■ What is needed ■
In this exercise, return only the lines that run from the line with "the blue sky" to the end of the entries below, both included. Pictures are not copied.
________________________
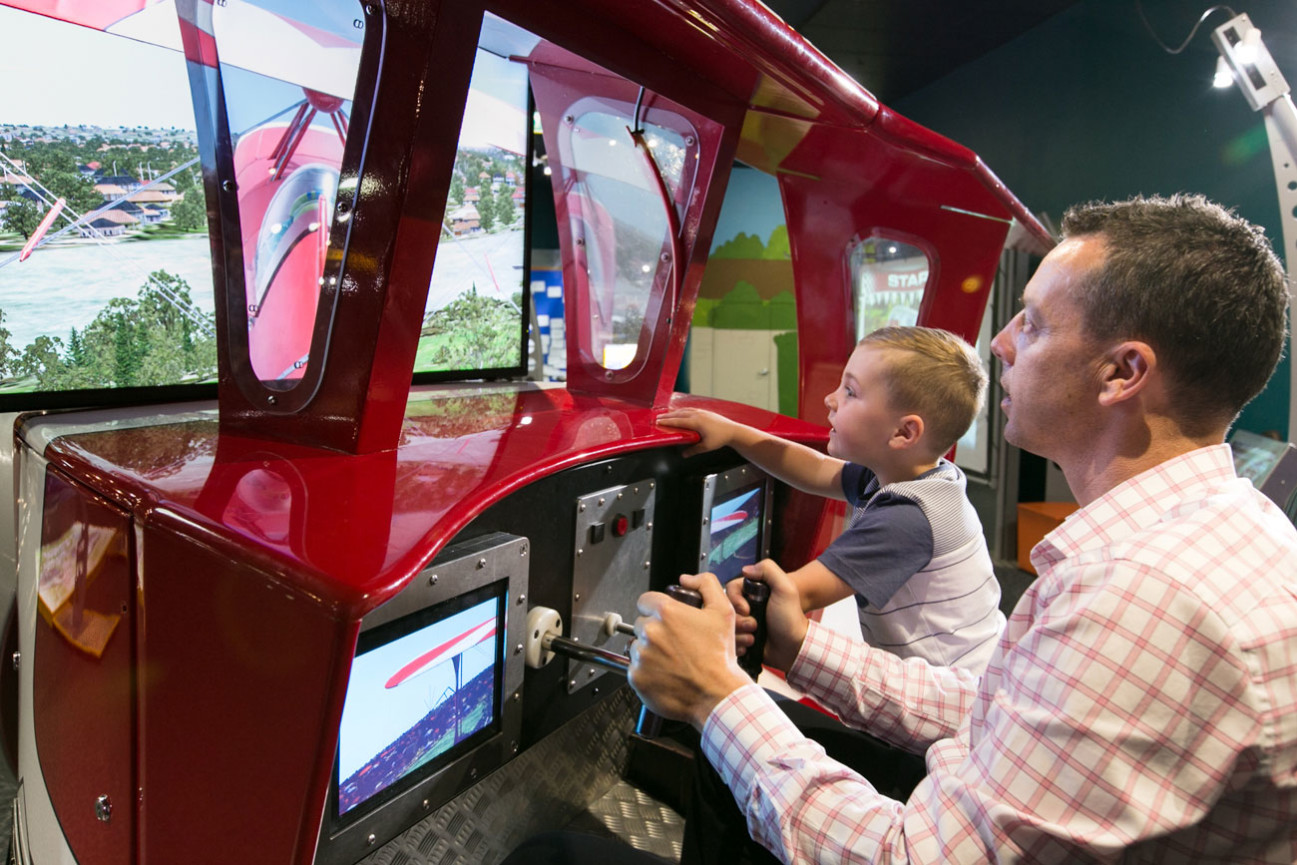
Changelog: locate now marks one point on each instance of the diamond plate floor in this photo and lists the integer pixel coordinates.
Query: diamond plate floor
(637, 818)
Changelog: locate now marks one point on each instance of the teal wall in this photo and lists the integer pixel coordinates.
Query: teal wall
(1087, 106)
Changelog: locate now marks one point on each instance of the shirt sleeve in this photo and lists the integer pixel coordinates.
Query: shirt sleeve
(1122, 717)
(889, 542)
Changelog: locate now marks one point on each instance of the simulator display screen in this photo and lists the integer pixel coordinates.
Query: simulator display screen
(736, 532)
(422, 691)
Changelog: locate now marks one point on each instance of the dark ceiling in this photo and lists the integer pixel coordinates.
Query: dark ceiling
(895, 47)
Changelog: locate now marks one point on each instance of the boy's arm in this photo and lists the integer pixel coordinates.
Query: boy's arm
(795, 464)
(819, 586)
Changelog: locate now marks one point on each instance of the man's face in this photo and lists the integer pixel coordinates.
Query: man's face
(1049, 368)
(860, 418)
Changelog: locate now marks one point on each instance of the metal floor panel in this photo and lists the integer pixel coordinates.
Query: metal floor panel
(630, 815)
(547, 786)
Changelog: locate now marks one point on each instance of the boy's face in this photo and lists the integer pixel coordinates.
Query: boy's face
(860, 416)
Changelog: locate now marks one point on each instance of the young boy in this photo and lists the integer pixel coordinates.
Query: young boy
(912, 553)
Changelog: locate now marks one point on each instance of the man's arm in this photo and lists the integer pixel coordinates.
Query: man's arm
(1087, 738)
(795, 464)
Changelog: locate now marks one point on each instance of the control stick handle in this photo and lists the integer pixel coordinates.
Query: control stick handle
(758, 595)
(650, 725)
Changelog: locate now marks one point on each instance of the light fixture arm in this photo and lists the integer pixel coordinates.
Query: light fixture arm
(1266, 91)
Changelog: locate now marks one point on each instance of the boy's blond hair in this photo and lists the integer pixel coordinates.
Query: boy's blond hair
(935, 375)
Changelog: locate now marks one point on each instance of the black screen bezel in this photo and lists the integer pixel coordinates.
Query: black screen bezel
(409, 624)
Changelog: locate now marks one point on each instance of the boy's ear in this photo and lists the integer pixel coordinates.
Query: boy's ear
(1129, 370)
(908, 432)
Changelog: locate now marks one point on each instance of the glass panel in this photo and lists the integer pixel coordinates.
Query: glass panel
(116, 289)
(887, 279)
(619, 218)
(288, 70)
(474, 318)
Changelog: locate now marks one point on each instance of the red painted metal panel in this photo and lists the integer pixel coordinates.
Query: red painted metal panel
(239, 698)
(83, 668)
(350, 531)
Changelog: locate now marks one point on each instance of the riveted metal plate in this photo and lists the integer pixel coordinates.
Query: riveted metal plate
(610, 568)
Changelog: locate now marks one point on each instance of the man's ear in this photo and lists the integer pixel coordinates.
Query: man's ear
(908, 432)
(1129, 371)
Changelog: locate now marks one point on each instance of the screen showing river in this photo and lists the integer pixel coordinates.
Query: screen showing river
(105, 270)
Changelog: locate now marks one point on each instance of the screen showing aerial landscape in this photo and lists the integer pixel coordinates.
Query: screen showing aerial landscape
(413, 699)
(105, 269)
(116, 289)
(736, 532)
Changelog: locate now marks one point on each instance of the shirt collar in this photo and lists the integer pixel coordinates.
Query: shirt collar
(1136, 503)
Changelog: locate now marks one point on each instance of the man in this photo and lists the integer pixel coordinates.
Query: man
(1143, 700)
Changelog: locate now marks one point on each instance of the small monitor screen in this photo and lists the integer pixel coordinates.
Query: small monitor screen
(423, 690)
(1254, 457)
(736, 524)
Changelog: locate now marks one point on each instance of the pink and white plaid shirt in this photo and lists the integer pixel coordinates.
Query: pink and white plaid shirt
(1142, 704)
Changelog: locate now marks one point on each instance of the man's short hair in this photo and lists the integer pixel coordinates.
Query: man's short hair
(1201, 285)
(934, 375)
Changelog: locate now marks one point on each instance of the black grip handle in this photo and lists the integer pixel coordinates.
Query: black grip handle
(758, 595)
(649, 724)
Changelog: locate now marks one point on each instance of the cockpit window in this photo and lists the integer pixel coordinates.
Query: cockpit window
(288, 73)
(619, 217)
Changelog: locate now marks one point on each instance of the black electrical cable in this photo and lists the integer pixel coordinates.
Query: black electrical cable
(1139, 8)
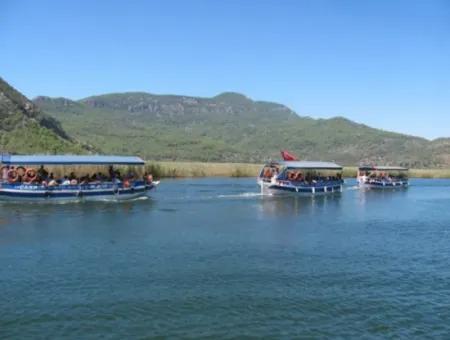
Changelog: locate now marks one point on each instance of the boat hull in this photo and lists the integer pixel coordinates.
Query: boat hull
(99, 193)
(384, 185)
(270, 188)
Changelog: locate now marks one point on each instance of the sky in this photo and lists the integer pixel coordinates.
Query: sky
(384, 63)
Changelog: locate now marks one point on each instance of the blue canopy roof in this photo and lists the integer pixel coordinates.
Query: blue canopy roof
(310, 165)
(70, 160)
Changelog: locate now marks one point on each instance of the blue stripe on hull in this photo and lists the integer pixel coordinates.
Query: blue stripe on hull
(308, 190)
(75, 194)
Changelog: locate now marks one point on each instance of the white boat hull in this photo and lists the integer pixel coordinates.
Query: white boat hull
(383, 185)
(38, 194)
(287, 188)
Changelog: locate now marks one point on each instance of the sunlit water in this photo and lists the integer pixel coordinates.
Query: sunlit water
(213, 258)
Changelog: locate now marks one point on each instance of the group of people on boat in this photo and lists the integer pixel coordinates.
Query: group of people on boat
(299, 177)
(383, 177)
(41, 176)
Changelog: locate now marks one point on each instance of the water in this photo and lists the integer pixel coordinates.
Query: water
(213, 258)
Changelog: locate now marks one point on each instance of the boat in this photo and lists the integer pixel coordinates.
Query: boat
(382, 177)
(304, 178)
(21, 179)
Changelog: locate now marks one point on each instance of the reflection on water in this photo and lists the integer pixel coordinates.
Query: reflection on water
(213, 258)
(299, 205)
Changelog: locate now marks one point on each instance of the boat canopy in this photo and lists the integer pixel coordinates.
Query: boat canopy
(310, 165)
(382, 168)
(70, 160)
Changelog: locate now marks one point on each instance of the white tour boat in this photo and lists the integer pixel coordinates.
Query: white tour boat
(382, 177)
(25, 177)
(300, 178)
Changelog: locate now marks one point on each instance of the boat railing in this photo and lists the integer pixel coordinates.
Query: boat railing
(88, 186)
(313, 184)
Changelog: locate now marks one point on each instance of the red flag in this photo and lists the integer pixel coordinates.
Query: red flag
(287, 156)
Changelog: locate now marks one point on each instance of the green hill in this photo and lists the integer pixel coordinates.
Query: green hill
(230, 127)
(24, 128)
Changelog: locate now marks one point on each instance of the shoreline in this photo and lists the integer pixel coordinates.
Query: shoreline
(181, 169)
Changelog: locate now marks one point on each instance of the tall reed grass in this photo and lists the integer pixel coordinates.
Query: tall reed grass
(199, 169)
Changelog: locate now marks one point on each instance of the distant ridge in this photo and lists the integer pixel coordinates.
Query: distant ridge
(25, 128)
(231, 127)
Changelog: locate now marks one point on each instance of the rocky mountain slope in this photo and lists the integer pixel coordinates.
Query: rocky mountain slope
(24, 128)
(231, 127)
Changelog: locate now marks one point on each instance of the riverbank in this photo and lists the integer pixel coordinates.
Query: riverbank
(200, 169)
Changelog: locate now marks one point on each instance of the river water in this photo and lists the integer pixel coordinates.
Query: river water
(213, 258)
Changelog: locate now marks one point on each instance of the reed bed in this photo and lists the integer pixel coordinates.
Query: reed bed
(170, 169)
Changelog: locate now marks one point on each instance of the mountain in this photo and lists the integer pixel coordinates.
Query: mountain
(24, 128)
(231, 127)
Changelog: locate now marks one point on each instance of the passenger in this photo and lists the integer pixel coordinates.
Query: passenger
(84, 180)
(42, 173)
(51, 181)
(111, 172)
(5, 173)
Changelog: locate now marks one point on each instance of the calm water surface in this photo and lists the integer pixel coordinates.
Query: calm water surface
(212, 258)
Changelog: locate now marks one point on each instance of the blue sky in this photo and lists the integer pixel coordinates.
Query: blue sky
(384, 63)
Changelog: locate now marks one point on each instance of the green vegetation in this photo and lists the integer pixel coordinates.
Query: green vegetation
(24, 128)
(231, 128)
(199, 169)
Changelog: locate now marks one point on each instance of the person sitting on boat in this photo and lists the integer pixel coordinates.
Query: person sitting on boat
(5, 170)
(84, 180)
(42, 173)
(66, 181)
(51, 181)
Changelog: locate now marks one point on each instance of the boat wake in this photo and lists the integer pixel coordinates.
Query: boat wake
(242, 195)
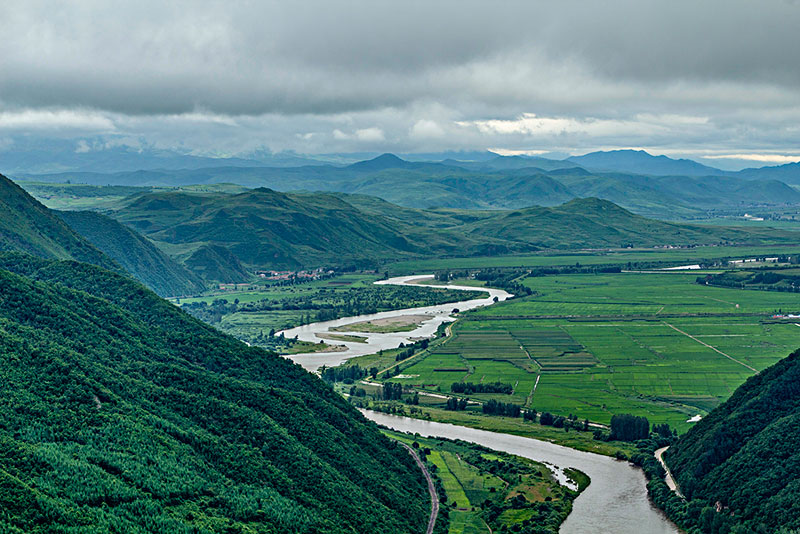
________________________
■ Task output ■
Changelog: locate now marks one point on each instance of the blue sky in this photo and lists the integer pixel coordinates.
Query: blue sky
(384, 63)
Changelog: locate now marks one point on each instance of the green vegetation in this photo and lists the integer pixel coordinates.
Query: green vegetation
(24, 128)
(231, 128)
(199, 169)
Changelog: locate now marks one point on each instance of the person sitting on boat in this photo and lists the integer pixel coordinates.
Query: person sitting on boat
(5, 170)
(84, 180)
(42, 173)
(66, 181)
(51, 181)
Changelog: locate now marks one point on each instance of the boat wake in this photo and lists the integer pixel coordinates.
Query: boat wake
(242, 195)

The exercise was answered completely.